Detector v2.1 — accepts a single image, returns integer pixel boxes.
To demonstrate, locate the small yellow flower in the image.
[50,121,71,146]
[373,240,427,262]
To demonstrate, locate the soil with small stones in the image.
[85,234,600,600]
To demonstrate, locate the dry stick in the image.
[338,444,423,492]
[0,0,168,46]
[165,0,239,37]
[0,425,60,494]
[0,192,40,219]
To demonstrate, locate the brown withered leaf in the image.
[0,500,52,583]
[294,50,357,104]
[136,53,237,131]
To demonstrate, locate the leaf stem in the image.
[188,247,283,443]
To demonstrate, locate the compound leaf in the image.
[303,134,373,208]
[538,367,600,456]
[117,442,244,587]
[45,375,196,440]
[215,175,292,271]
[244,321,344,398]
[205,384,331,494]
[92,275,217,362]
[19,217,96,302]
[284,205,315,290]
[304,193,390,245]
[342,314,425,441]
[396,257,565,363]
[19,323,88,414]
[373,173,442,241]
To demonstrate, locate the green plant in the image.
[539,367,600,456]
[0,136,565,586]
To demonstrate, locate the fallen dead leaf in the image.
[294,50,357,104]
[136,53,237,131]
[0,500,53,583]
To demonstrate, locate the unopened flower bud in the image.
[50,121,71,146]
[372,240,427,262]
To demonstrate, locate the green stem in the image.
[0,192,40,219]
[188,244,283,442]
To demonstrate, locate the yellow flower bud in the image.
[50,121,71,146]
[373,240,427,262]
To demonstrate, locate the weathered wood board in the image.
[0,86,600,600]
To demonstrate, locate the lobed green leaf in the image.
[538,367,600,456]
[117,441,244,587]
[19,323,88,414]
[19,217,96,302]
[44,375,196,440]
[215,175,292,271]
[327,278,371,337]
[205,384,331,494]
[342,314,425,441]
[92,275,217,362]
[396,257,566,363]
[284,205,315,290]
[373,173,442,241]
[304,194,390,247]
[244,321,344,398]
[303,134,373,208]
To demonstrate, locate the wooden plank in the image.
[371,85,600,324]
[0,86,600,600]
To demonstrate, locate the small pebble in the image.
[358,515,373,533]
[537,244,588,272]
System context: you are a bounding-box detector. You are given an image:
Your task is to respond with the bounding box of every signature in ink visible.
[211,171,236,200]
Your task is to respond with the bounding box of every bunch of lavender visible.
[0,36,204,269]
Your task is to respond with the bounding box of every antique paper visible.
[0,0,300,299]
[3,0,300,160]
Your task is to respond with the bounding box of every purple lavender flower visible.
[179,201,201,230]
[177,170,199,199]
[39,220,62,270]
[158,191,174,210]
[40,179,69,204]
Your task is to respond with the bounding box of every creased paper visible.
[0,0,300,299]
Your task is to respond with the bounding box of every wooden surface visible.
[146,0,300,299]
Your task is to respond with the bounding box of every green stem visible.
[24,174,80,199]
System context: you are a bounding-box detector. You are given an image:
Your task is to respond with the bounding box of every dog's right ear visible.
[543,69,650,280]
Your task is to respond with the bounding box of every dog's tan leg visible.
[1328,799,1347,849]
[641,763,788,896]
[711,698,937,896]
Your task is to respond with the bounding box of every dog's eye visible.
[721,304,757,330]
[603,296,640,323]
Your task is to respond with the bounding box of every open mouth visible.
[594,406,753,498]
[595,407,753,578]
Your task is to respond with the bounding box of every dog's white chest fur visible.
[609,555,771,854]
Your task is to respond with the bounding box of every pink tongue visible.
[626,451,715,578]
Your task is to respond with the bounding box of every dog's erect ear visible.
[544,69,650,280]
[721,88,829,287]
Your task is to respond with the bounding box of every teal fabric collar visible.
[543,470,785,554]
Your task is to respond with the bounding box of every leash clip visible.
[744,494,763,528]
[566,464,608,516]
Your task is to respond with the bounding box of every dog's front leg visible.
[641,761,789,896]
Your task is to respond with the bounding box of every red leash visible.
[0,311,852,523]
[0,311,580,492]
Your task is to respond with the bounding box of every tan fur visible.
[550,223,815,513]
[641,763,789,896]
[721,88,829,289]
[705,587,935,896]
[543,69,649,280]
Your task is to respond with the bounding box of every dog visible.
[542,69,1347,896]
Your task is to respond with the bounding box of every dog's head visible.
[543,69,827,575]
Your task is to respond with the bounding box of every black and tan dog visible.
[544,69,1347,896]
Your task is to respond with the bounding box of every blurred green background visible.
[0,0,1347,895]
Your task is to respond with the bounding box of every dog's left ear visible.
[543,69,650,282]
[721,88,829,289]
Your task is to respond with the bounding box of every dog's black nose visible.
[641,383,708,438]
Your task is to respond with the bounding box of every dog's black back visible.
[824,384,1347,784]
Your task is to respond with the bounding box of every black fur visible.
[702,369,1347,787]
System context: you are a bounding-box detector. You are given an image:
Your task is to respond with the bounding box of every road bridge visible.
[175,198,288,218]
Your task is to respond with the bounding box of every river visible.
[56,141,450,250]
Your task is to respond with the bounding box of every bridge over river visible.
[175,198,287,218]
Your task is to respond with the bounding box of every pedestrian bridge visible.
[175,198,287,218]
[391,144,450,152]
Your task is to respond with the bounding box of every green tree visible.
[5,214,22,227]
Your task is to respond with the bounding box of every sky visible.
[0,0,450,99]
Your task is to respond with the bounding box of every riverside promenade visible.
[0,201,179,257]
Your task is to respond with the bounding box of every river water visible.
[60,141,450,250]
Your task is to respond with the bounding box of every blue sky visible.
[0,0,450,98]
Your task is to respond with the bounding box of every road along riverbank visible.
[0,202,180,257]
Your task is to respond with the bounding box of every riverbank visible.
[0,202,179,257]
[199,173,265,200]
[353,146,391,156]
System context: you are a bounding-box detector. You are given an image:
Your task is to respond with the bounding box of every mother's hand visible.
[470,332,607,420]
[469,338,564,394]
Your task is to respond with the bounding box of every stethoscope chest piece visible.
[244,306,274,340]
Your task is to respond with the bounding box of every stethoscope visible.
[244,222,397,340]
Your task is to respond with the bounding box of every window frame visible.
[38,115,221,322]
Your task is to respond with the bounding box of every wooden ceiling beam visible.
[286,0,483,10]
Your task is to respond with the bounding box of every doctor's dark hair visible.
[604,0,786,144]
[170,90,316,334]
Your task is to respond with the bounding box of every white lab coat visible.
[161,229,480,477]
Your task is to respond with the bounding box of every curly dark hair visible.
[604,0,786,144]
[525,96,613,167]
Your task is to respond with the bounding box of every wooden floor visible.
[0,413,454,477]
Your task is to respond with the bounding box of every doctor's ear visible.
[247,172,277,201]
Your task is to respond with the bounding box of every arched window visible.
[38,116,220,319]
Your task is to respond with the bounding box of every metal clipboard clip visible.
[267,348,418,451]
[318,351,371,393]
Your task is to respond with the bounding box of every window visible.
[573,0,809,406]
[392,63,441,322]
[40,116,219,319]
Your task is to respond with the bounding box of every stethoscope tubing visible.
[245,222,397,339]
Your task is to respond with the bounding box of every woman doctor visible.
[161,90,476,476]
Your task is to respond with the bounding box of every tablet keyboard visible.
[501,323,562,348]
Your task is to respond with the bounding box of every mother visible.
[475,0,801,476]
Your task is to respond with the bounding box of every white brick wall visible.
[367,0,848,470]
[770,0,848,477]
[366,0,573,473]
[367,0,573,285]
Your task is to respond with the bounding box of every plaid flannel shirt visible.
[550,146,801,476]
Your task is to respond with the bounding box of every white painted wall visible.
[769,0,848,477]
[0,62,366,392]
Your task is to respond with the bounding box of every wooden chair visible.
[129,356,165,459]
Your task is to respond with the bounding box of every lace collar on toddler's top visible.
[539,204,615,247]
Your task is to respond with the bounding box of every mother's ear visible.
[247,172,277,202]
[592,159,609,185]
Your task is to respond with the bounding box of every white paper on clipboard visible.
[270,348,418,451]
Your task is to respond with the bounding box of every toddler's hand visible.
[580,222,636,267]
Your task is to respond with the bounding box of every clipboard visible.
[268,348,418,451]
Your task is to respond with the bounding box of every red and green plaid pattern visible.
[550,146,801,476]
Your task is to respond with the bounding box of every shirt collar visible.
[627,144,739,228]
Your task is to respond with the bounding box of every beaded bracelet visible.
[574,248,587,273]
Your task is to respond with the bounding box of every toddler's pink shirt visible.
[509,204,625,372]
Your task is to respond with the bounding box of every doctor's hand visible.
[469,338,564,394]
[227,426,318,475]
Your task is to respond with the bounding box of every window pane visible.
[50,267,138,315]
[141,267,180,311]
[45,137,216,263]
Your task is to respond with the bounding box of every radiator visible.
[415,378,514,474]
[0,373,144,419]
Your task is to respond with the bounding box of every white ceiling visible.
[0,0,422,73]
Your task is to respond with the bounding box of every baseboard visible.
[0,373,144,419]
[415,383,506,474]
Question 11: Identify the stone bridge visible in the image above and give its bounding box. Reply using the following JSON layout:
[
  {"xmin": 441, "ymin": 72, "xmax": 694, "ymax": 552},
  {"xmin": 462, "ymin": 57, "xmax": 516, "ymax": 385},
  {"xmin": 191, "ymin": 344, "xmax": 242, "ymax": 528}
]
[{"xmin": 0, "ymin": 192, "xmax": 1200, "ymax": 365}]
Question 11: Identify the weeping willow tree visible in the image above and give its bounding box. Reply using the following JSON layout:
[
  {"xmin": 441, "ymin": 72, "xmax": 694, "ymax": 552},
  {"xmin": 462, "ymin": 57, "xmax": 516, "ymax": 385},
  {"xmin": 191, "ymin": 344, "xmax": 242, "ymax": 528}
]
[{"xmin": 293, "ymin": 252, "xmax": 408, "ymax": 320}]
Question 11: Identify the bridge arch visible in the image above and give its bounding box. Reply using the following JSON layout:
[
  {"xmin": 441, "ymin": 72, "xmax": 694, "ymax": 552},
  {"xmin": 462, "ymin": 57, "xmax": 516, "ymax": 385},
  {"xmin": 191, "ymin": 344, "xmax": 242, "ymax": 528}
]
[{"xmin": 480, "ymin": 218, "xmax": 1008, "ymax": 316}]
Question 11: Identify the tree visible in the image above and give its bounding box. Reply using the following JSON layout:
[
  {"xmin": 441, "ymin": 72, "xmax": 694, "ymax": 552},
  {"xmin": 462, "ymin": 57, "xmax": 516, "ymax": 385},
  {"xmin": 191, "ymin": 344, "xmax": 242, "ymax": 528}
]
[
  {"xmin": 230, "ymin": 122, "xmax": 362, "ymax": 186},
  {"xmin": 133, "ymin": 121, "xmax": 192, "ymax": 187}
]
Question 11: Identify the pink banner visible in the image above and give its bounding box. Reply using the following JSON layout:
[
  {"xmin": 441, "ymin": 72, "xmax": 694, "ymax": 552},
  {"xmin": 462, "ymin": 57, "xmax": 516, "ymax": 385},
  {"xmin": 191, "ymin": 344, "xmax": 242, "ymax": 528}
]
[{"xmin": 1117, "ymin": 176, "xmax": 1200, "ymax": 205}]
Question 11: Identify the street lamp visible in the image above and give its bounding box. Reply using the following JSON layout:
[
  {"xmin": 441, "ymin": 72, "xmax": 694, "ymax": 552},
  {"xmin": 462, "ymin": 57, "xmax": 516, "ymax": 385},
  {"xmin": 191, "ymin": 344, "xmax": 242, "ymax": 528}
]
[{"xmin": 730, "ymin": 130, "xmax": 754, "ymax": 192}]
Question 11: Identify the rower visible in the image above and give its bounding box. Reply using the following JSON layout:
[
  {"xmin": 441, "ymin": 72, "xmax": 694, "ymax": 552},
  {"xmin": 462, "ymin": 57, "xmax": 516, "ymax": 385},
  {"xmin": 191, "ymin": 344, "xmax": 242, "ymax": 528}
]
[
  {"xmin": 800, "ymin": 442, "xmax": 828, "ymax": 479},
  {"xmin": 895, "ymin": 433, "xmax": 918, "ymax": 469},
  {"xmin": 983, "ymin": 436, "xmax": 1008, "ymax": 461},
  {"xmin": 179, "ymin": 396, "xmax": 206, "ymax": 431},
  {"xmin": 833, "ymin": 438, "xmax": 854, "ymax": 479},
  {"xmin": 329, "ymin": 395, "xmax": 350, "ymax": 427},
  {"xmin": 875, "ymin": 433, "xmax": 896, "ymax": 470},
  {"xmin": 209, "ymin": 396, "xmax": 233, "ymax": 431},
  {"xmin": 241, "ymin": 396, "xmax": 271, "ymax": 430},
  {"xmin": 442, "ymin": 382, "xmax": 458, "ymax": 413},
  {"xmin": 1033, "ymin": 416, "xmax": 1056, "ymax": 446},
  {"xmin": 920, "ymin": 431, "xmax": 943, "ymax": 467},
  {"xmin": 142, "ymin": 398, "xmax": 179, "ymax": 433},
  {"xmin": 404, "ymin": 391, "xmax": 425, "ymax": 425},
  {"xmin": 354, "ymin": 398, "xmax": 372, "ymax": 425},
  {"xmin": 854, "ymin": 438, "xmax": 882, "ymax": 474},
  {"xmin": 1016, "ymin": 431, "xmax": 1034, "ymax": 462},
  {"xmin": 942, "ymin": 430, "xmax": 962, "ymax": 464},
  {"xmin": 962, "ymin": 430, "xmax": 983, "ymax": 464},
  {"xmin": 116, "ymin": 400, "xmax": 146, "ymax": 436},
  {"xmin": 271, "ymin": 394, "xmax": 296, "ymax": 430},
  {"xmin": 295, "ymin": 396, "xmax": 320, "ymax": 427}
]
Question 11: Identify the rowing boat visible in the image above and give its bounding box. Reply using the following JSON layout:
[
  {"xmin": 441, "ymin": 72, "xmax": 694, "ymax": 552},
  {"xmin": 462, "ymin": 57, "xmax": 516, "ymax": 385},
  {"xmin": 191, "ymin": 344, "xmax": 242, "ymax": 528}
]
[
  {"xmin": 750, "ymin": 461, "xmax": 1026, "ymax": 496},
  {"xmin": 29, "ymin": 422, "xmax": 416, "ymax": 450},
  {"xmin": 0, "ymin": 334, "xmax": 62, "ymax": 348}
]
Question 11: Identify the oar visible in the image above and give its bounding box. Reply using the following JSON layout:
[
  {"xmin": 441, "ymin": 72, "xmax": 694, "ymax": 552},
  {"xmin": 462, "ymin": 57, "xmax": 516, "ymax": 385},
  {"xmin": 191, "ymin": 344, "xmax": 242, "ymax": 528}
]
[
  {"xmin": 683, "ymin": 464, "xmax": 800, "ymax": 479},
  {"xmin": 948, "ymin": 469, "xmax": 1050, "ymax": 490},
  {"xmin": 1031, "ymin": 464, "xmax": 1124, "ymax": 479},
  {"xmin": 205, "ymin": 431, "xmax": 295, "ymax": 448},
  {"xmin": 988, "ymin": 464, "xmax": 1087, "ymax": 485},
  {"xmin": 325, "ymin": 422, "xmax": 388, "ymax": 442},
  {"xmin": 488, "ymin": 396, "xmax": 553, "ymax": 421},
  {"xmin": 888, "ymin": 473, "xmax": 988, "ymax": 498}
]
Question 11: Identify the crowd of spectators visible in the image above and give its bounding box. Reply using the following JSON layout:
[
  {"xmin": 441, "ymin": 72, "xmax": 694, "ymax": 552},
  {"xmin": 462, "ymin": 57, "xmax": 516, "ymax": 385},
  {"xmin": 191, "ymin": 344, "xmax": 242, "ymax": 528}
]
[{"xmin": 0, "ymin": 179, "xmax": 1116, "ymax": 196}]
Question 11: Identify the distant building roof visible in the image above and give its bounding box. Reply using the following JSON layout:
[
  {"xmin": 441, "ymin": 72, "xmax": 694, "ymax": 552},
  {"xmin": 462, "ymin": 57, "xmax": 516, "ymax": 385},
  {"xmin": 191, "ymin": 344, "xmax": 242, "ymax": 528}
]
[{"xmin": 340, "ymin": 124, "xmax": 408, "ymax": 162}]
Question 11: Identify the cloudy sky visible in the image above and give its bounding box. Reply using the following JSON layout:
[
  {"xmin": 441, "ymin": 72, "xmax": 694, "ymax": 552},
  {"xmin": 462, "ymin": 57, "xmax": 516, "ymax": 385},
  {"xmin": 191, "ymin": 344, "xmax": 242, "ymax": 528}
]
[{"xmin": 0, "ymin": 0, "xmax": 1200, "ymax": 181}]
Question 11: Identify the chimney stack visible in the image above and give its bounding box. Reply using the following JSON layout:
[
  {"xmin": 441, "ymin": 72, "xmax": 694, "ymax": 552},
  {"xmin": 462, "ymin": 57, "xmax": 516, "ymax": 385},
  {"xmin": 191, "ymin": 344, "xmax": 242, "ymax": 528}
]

_ _ _ _ _ _ _

Could you repeat the lines starting at the one containing "erect ear visible." and ending at the one containing "[543,69,649,280]", with "leash" swapped for "lead" and nothing else changed?

RESPONSE -
Your task is to respond with the bounding box of every dog's erect ear visible.
[544,69,650,280]
[721,88,829,287]
Your task is to respond with the bounding box of every teal fabric collar visible.
[543,470,785,554]
Your task is to respond with the bounding box of every lead clip visible.
[744,494,763,528]
[566,464,608,516]
Your task is to respond with the bounding box of every dog's front leg visible.
[641,761,789,896]
Your task is to respond with the bounding box of every red lead visible.
[0,311,852,523]
[0,311,580,492]
Your task is to respond with the bounding box of every tan fur visible.
[550,223,815,513]
[641,763,789,896]
[721,88,829,289]
[705,587,935,896]
[543,69,649,280]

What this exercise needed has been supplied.